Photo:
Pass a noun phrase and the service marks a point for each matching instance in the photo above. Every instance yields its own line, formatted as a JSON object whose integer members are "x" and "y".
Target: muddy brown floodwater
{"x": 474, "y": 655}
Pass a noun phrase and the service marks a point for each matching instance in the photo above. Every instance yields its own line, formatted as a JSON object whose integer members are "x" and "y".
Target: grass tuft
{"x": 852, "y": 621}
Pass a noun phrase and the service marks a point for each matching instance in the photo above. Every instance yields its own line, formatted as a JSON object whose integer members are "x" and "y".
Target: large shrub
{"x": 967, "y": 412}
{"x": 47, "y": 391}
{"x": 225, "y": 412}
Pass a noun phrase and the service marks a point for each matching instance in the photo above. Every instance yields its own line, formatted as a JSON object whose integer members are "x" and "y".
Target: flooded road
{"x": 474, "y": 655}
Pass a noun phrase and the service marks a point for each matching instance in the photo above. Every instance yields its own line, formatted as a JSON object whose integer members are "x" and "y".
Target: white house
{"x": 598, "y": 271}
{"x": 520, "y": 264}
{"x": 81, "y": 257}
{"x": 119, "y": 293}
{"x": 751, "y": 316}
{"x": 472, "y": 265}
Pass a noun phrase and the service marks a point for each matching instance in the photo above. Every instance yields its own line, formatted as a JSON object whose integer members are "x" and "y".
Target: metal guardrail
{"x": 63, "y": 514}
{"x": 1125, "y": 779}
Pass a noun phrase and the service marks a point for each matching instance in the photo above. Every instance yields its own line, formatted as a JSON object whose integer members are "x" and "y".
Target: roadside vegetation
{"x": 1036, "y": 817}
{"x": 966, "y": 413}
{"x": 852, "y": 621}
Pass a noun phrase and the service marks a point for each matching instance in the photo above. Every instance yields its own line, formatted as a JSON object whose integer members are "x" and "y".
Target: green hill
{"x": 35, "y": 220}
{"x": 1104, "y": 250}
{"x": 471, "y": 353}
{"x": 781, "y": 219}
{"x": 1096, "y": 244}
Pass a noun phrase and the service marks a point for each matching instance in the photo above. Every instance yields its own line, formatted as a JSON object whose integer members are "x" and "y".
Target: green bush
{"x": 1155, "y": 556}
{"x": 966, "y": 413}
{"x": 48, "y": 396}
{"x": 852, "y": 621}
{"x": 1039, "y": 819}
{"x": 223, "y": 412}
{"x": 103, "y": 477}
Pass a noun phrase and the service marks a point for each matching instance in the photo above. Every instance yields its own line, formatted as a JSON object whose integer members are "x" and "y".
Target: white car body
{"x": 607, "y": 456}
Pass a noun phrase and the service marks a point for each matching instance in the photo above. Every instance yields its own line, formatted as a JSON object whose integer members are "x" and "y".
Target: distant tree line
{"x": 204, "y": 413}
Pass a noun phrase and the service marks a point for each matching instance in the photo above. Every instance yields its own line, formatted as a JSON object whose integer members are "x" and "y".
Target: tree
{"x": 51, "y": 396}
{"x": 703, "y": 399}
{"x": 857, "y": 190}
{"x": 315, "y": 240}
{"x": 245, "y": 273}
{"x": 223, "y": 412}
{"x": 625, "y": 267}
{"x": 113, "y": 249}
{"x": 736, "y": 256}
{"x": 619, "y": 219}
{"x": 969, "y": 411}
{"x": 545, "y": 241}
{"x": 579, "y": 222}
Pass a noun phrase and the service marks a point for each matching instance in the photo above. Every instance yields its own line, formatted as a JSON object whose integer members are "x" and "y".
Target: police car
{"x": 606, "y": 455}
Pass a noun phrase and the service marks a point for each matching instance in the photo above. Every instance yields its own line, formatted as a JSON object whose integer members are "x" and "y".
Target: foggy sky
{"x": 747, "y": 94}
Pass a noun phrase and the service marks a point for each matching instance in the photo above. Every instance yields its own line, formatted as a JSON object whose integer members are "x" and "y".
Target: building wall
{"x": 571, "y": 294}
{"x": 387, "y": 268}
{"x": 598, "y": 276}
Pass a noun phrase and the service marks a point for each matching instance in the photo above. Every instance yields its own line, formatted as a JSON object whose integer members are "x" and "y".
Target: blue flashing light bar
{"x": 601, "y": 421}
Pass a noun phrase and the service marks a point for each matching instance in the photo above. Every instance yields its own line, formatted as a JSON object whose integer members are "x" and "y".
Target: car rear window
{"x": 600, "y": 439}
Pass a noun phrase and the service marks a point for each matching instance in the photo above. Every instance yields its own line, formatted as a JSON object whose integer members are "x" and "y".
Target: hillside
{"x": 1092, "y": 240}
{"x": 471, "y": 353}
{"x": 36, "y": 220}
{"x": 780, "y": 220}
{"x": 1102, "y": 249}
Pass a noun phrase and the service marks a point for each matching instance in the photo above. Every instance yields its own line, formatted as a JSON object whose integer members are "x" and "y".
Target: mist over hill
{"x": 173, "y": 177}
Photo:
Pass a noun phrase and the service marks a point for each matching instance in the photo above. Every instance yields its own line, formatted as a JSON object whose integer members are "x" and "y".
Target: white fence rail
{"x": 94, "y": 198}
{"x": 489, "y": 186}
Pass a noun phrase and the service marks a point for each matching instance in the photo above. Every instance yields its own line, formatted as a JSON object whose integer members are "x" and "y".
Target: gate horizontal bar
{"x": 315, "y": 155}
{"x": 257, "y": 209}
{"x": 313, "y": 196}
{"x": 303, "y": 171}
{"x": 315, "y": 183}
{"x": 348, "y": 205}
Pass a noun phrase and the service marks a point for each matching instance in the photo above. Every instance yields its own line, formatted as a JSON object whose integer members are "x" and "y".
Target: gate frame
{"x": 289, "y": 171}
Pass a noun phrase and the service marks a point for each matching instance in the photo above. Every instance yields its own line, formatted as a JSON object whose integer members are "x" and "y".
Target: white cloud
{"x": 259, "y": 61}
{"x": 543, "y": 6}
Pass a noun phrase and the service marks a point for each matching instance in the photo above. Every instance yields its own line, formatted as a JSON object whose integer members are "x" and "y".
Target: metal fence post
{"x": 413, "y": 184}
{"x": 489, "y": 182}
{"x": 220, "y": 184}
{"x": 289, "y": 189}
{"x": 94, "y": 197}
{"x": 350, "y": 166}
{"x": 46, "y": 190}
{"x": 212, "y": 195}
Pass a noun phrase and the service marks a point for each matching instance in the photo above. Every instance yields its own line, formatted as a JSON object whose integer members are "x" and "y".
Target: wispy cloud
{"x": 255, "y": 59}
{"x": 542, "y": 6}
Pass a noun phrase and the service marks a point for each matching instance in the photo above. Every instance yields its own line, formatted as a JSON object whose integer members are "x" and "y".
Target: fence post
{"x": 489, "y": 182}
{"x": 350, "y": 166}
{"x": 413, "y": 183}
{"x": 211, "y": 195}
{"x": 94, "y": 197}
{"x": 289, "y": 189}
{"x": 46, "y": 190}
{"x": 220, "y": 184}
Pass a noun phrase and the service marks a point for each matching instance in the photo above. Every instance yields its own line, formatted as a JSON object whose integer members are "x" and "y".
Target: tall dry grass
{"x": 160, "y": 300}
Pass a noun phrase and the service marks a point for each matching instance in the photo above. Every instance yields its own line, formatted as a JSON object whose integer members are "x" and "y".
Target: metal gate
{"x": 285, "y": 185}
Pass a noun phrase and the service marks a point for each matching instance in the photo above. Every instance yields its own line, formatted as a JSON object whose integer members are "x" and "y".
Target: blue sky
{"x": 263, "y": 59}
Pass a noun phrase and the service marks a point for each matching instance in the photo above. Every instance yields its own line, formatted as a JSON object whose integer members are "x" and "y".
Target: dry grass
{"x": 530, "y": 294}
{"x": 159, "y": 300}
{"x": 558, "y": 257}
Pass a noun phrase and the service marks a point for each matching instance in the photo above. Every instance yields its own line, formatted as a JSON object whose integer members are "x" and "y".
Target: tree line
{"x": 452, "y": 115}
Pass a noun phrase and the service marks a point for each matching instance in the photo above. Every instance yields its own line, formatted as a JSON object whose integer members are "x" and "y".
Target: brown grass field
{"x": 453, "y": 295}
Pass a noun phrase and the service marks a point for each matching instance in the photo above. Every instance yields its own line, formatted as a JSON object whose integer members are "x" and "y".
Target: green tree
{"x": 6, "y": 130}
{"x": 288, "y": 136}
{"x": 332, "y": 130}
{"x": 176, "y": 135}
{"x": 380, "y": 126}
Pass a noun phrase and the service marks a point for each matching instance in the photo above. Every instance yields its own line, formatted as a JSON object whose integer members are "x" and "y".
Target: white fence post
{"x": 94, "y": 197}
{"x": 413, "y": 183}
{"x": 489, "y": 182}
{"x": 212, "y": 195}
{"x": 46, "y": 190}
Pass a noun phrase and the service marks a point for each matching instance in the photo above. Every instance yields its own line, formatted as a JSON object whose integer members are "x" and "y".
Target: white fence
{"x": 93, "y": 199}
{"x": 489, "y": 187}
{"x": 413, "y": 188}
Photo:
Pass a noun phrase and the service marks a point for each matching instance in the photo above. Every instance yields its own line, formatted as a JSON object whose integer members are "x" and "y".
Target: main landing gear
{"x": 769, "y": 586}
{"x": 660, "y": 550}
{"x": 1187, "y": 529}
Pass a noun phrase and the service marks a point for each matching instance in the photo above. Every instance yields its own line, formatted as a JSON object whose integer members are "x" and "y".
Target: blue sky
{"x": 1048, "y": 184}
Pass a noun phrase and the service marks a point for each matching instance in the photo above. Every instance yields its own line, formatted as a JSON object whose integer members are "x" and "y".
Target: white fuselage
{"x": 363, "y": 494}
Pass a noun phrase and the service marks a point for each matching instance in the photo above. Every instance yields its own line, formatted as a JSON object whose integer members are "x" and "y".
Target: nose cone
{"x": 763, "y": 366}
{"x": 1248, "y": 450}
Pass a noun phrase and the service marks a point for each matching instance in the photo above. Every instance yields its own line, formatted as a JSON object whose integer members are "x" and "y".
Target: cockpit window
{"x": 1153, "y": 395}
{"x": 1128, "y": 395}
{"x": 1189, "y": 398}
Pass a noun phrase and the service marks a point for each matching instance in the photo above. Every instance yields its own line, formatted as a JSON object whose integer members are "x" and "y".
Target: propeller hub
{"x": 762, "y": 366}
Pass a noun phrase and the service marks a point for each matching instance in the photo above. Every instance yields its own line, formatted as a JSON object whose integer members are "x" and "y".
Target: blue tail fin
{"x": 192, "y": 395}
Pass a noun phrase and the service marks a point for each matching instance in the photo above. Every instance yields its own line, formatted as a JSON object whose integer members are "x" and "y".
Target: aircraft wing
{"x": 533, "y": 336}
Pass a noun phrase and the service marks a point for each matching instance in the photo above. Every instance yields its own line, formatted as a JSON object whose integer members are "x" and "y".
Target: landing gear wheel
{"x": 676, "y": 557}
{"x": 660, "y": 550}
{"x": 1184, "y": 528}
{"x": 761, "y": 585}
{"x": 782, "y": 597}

::::::::

SHORT EXERCISE:
Gather every line of the records containing the word "gear" and copy each such line in full. Case counts.

WRITTEN REPLY:
Target: main landing gear
Target: landing gear wheel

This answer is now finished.